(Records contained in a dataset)
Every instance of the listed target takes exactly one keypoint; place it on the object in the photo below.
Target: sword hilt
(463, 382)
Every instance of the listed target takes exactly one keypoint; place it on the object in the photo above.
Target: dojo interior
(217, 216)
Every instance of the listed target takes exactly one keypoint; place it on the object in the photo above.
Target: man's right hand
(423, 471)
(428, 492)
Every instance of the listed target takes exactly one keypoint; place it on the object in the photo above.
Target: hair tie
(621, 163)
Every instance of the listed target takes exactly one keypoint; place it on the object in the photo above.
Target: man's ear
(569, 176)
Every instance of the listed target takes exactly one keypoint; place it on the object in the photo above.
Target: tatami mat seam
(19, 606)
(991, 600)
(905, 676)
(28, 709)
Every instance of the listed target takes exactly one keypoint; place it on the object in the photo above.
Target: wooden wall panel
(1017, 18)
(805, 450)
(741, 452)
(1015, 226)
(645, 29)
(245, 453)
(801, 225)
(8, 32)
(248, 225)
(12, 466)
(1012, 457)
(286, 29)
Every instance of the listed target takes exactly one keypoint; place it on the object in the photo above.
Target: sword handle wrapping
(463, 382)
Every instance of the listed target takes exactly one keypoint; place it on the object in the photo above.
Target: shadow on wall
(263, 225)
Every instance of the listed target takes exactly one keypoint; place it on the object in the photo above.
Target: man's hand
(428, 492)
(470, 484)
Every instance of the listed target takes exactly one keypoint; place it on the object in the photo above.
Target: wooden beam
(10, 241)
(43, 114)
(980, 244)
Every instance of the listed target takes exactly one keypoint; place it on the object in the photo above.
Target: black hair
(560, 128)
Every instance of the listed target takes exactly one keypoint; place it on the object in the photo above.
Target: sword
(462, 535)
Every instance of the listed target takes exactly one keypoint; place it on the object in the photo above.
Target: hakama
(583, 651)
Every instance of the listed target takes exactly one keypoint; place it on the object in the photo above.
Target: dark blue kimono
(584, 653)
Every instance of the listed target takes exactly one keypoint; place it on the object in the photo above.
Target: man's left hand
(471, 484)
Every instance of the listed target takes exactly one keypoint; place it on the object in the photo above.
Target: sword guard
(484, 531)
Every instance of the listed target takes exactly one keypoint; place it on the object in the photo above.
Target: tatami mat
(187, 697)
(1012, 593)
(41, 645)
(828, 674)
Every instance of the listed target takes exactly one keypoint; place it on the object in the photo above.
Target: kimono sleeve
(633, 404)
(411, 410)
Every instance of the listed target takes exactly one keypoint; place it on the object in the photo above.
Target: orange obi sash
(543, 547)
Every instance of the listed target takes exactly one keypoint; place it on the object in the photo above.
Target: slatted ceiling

• Task
Transcribe each entry word for word.

• Answer to this task
Every instance of the listed target takes exactly one keypoint; place it on the object in the photo below.
Target: sword hilt
(463, 382)
Every instance of the listed target takes exactly one keypoint; place it on the object in the photo above.
Target: dojo interior
(217, 216)
Every instance of the listed target takes exactly one keypoint; place it on the object in the photo above.
Target: man's right hand
(423, 471)
(428, 492)
Every instance of the listed target takes exactly one keypoint; place it on the object in the photo above.
Target: hair tie
(621, 163)
Every instance of the listed target takes exactly one keypoint; place it on the object in the photo above.
Target: man's ear
(569, 176)
Every instance of the listed target takes exactly one keypoint; place it on the object in the photo above.
Target: tatami mat seam
(19, 606)
(991, 600)
(905, 676)
(28, 709)
Every instance of the listed target takes exactly one keypoint; place it on the object in the photo above.
Target: wooden wall panel
(1017, 18)
(805, 450)
(741, 452)
(1015, 226)
(645, 29)
(245, 453)
(801, 225)
(8, 32)
(248, 225)
(12, 466)
(1012, 457)
(286, 29)
Every instance of the listed target takes exactly one keypoint; place it on the object in the photo above.
Target: sword handle wrapping
(463, 382)
Every instance of the listed target takes exactly one keypoint; place it on the object in the photo above.
Target: shadow on wall
(263, 225)
Every instance of the listed target takes exactly one keypoint; place it on the object in the photo above.
Target: man's hand
(428, 492)
(470, 484)
Every instance of the listed target takes exactly one keypoint; place it on the object in the photo above.
Target: wooden beam
(10, 241)
(43, 114)
(980, 244)
Every instance of the listed target takes exactly one keypoint; place it on the object in the photo above.
Target: black hair
(560, 128)
Every instance of the listed target takes exactly one keypoint; place it on the object in the photo above.
Target: sword
(462, 535)
Every instance of the listed target takes exactly one keypoint; place it on the object in the photo above.
Target: hakama
(583, 651)
Every instance of the listed target takes exactly one keypoint; place it on the object in the photo above.
Target: dark blue kimono
(584, 653)
Every instance of the listed target takes exactly one keypoint; place it on the object in the photo above.
Target: man's left hand
(471, 484)
Every instance of the listed target takes exactly one keypoint; place it on the object in the photo above.
Target: sword guard
(484, 531)
Every instance of the listed target takes exactly one keypoint; place it on the object in the photo above.
Target: tatami mat
(187, 697)
(1012, 593)
(41, 645)
(828, 674)
Every instance of the listed target takes exactly one keypoint; place it on the object in the photo above.
Target: kimono sleeve
(633, 404)
(411, 410)
Every instance of the listed target takes exactly one keypoint; place it on the object in the photo above.
Target: orange obi sash
(543, 547)
Every instance of the listed target takes exactly one keypoint; place it on the object in the photo above.
Target: slatted ceiling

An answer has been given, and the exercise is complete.